# [WORK ORDER]
Across the records below, report how many lines include the word "reddish", stating the number alone.

Start of Block

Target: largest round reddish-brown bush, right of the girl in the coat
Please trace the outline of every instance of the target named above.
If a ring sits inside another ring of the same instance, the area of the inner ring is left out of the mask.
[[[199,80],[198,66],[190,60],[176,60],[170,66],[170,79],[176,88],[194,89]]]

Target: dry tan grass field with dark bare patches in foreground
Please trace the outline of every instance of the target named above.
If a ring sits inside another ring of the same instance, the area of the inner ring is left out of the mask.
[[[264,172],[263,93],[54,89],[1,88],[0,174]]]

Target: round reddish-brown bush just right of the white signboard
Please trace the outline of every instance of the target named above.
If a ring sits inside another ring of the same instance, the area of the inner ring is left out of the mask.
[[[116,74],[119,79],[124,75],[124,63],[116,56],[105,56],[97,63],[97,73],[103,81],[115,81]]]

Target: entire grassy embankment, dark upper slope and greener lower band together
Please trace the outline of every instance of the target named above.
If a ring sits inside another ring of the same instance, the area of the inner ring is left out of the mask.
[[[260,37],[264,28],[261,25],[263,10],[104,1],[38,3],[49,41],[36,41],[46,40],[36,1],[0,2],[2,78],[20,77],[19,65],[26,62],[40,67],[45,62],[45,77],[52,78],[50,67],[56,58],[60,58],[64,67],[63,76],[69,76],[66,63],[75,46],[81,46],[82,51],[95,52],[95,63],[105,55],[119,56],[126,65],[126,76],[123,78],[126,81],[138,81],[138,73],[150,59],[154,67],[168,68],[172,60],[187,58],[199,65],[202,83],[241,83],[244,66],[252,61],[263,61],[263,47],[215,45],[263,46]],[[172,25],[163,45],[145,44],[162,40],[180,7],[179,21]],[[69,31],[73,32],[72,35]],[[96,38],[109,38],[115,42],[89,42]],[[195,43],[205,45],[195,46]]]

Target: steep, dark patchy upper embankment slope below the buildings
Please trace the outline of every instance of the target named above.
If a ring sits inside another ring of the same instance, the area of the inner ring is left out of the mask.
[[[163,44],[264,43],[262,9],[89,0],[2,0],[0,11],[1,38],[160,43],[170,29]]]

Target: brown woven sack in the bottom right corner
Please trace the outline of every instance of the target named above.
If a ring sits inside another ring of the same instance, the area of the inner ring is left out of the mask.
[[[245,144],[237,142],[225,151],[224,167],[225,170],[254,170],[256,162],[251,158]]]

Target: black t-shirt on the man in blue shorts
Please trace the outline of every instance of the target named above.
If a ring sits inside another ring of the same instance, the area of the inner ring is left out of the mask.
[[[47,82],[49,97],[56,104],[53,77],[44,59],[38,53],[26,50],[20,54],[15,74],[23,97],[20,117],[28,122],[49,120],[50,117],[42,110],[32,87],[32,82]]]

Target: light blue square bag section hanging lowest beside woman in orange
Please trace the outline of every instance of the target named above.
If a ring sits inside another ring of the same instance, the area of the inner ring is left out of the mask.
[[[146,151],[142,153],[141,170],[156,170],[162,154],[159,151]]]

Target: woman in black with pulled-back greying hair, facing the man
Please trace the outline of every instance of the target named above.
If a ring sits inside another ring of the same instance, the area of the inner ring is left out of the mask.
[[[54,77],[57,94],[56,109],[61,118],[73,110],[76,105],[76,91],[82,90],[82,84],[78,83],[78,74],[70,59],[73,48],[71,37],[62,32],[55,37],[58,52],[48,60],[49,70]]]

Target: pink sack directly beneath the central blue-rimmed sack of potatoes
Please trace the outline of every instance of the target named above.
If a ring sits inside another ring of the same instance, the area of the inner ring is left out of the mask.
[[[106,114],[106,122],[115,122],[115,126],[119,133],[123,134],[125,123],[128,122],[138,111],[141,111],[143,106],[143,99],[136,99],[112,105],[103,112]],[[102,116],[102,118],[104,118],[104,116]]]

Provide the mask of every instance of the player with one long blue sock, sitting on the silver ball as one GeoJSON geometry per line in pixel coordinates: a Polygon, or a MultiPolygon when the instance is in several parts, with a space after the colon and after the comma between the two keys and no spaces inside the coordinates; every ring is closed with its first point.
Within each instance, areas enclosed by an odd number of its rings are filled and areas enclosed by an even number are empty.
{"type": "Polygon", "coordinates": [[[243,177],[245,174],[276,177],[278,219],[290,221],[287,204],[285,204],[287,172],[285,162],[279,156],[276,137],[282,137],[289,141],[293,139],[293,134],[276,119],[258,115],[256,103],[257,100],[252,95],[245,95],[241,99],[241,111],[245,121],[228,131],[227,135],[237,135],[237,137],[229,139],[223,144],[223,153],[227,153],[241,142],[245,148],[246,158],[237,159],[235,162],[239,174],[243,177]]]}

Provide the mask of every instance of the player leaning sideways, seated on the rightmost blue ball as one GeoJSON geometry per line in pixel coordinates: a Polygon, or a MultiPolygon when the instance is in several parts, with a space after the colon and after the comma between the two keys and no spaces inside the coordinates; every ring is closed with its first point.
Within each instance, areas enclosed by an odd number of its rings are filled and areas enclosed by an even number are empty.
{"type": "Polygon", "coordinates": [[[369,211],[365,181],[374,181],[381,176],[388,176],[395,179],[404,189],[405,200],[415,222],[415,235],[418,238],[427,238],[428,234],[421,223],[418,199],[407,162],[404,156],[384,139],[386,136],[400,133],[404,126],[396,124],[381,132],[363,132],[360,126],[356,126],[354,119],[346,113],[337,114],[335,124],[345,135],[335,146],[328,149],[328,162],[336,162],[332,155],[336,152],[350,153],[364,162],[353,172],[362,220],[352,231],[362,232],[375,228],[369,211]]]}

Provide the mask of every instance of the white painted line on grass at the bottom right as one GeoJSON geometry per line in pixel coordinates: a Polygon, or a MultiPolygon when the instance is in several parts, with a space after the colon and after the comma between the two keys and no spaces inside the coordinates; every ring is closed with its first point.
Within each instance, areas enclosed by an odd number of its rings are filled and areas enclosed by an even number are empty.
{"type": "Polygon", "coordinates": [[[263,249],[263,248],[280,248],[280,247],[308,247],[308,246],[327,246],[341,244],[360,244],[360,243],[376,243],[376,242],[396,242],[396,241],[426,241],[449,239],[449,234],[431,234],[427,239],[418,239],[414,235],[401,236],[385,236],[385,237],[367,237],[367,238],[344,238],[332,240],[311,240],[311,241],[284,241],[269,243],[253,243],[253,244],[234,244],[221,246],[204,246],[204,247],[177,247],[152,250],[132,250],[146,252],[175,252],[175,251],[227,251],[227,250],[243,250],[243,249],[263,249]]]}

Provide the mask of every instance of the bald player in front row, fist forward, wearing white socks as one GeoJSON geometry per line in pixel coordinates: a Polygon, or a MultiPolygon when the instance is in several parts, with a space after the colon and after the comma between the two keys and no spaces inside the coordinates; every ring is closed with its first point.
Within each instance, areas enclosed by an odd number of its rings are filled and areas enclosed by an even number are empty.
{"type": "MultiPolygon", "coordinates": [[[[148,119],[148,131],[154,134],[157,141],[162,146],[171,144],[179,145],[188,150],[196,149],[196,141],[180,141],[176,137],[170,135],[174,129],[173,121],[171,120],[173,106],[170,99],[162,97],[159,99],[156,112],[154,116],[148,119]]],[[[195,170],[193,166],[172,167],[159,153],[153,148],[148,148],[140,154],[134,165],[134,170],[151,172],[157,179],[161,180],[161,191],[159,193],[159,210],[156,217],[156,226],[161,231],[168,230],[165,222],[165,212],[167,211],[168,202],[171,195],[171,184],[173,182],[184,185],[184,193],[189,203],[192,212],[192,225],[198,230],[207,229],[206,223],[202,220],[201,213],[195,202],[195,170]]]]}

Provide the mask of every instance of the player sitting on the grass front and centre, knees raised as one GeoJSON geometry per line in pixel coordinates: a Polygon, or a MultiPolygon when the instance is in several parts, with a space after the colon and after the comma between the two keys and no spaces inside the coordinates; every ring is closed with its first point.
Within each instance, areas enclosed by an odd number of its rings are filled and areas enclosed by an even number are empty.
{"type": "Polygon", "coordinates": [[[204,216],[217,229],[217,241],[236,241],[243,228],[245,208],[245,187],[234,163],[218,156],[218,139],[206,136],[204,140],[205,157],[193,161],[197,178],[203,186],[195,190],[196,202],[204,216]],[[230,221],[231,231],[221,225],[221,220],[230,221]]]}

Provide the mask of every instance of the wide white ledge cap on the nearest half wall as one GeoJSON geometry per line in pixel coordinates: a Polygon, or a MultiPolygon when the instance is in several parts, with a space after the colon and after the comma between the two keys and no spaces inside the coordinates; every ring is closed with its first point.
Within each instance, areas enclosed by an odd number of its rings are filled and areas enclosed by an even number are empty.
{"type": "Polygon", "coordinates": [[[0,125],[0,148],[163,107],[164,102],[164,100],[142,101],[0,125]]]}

End of Block
Start of Block

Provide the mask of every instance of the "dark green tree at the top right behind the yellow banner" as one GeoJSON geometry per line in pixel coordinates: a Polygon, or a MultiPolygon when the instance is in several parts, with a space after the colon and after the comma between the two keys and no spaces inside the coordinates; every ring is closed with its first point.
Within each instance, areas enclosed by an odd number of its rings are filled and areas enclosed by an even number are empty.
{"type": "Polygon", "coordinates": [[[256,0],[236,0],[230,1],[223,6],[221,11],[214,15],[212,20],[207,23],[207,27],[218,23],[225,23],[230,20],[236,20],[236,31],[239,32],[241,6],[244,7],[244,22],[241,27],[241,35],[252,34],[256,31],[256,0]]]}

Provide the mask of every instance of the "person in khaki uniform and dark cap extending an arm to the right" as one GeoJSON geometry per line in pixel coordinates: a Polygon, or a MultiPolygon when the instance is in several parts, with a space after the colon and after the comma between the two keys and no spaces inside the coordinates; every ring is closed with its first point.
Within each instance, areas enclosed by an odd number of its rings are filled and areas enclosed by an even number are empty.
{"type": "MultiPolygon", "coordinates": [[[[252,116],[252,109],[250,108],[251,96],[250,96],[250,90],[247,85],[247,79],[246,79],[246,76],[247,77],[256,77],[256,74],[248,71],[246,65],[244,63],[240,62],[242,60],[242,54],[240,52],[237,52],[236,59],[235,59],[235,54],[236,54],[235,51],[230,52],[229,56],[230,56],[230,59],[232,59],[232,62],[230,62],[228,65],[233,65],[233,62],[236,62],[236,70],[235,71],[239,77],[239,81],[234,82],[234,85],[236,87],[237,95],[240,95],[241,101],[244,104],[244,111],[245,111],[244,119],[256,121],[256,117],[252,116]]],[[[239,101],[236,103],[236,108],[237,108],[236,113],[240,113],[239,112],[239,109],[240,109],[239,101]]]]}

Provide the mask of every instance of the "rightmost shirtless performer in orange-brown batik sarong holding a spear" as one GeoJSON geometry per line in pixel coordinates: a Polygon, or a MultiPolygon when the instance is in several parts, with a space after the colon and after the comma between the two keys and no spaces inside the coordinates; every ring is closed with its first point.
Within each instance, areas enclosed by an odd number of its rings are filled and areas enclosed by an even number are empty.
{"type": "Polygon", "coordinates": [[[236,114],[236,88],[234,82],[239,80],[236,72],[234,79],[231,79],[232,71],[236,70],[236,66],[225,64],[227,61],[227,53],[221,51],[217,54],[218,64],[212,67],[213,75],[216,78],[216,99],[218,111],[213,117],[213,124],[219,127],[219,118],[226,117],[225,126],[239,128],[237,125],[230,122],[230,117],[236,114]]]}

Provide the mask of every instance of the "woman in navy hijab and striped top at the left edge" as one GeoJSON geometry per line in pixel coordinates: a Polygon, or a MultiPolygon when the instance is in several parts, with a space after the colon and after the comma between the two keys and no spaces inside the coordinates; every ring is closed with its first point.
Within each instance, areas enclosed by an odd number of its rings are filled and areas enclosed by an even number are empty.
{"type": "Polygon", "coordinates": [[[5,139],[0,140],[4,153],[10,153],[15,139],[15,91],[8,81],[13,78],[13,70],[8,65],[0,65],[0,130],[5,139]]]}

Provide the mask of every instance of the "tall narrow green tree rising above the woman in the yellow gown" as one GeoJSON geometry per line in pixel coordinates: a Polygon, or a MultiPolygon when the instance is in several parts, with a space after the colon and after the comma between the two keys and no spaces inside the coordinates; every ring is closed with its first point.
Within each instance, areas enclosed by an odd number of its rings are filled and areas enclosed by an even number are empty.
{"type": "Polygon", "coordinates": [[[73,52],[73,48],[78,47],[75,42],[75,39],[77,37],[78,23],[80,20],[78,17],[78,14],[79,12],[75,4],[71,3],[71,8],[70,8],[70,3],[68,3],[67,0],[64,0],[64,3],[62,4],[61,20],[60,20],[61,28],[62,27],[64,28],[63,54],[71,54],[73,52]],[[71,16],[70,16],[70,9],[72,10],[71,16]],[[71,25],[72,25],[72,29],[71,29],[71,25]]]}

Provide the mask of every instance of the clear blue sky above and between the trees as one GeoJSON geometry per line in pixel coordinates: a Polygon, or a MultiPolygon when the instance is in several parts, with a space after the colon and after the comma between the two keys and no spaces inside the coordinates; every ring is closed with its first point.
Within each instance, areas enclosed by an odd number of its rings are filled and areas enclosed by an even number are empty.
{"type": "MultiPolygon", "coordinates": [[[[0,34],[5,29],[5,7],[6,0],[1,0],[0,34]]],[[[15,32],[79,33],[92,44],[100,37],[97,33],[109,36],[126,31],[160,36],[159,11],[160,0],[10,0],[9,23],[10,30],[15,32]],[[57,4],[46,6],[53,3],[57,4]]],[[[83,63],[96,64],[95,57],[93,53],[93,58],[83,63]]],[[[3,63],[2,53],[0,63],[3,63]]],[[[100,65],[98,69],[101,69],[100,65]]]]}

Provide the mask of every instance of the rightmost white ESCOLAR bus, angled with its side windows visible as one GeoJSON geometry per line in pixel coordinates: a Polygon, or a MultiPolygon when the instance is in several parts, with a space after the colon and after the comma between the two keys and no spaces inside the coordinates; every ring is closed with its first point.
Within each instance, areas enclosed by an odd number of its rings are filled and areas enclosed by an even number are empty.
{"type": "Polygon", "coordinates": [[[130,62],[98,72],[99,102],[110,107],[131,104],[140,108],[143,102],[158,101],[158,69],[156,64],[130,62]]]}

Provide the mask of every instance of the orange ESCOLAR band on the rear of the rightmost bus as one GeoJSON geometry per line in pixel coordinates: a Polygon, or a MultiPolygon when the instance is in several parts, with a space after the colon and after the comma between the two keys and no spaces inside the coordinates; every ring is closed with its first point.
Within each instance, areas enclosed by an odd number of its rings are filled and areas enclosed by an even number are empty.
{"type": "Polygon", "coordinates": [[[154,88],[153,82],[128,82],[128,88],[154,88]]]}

End of Block

# [RESULT OF THE TASK]
2